What is asked:
Output, please, every line from the line that holds "black plastic tub?" to the end, exactly as written.

Data shown:

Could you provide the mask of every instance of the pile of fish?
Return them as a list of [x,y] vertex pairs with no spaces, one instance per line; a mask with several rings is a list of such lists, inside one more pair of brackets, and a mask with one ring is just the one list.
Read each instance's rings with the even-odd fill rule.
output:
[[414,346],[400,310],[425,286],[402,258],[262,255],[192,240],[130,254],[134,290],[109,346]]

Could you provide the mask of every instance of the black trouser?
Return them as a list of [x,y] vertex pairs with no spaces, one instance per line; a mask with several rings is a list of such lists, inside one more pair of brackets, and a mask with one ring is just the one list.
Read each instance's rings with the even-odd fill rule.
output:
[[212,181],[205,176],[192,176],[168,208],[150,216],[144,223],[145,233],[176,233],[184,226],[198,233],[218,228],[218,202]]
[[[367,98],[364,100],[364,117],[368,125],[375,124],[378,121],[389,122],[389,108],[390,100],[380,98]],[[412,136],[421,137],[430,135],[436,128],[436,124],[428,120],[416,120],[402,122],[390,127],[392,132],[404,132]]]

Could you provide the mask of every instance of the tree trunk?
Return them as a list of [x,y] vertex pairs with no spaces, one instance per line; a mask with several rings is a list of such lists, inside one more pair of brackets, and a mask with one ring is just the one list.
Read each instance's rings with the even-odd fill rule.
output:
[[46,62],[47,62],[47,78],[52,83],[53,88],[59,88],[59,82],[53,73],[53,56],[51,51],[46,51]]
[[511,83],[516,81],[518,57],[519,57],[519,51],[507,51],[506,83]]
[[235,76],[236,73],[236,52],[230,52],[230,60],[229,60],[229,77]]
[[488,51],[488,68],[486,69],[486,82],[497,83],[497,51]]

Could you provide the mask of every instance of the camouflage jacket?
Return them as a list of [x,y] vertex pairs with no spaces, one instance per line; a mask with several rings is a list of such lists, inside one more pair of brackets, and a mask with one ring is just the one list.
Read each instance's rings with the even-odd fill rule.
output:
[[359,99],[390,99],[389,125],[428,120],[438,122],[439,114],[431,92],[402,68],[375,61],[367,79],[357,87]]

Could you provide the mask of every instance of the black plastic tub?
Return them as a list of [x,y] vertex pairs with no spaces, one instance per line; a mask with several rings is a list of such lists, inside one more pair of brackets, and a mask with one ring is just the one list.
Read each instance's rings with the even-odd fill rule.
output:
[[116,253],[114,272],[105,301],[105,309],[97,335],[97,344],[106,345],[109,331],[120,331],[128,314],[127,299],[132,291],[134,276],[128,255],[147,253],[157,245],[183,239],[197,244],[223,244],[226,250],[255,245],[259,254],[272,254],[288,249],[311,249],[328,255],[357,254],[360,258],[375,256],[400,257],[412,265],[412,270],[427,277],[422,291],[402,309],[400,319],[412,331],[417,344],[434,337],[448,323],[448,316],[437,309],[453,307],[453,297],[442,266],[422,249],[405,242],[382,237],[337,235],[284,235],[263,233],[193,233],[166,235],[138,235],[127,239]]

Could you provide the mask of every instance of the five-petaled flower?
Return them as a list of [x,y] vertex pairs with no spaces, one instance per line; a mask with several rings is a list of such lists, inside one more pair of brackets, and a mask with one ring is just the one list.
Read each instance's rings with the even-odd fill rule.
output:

Task response:
Could you provide the mask of every instance of the black plastic tub?
Return them as a list of [x,y] vertex pairs with no spaces, one instance per line; a mask with several rings is a list of such lists, inside one more pair of brackets, and a mask with one ring is just the one list.
Read each instance's rings with the even-odd fill rule.
output:
[[116,253],[114,272],[105,301],[105,309],[97,335],[97,344],[106,345],[109,331],[120,331],[128,314],[127,299],[132,291],[134,276],[128,255],[147,253],[157,245],[183,239],[197,244],[223,244],[226,250],[255,245],[259,254],[272,254],[288,249],[311,249],[328,255],[357,254],[360,258],[375,256],[400,257],[412,265],[412,270],[427,277],[422,291],[402,309],[400,319],[412,331],[417,344],[434,337],[448,323],[448,316],[437,309],[453,307],[453,297],[442,266],[422,249],[405,242],[382,237],[337,235],[284,235],[263,233],[193,233],[166,235],[138,235],[127,239]]

Could you provide the mask of every instance of the five-petaled flower?
Return them as a list of [x,y] vertex pairs with no spaces, one instance per line; a mask with several rings is a list of such lists, inside one more pair of brackets, and a mask with one ring is just the one list.
Read each instance's rings with the even-odd fill rule.
output:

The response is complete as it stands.